Goals:
1) Reproduce the passage from the text on serving legal papers, starting with "Will the other" and going on through "everything you filed.".
2) In the text on serving legal papers, what must be done with the Petition and Summons unless the parties agree otherwise?

Imagine you are sitting around your kitchen table on a Saturday morning enjoying a bowl of cereal and a cup of coffee when you hear a knock at the door. You are surprised because you were not expecting any visitors, but you put down your spoon and walk towards the front door. When you open it, there is a man standing on your doorstep whom you have never met. He asked you your name. You answer. He hands you an envelope and walks away. You have just been served.

What Does Service Mean and Why Is It Important?

Every family law case begins when someone files a Petition and Summons, which then need to be served on all parties involved in the case. Unless otherwise agreed upon by the parties, the Petition and Summons must be personally served. All parties have a right to be notified if they are involved in a legal matter and have a right to review all documents filed in the case. If you cannot prove the other side has been altered of the case, the court cannot rule on the issues and your case will not advance. An Acceptance of Service form or a Declaration of Service needs to be filled in order to move the case forward.

But… How Do I Serve The Other Party?

Will the other party accept service?

Service does not always have to be difficult, especially if the case is uncontested or the parties agree on many of the issues. The easiest way to complete service is to deliver the documents yourself and have them sign an Acceptance of Service form. You cannot force the other party to sign the form, but if they are willing to accept service this is your best option. Signing an Acceptance of Service form does not necessarily mean the other party agrees with the documents you are serving; it just means they received the forms. They can still file their own material outlining their position if they do not agree with everything you filed.

What if the other party will not accept service?

Source material:
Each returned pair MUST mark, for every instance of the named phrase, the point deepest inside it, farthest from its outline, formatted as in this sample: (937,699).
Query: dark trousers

The solutions:
1)
Will the other party accept service?

Service does not always have to be difficult, especially if the case is uncontested or the parties agree on many of the issues. The easiest way to complete service is to deliver the documents yourself and have them sign an Acceptance of Service form. You cannot force the other party to sign the form, but if they are willing to accept service this is your best option. Signing an Acceptance of Service form does not necessarily mean the other party agrees with the documents you are serving; it just means they received the forms. They can still file their own material outlining their position if they do not agree with everything you filed.

2) They must be personally served.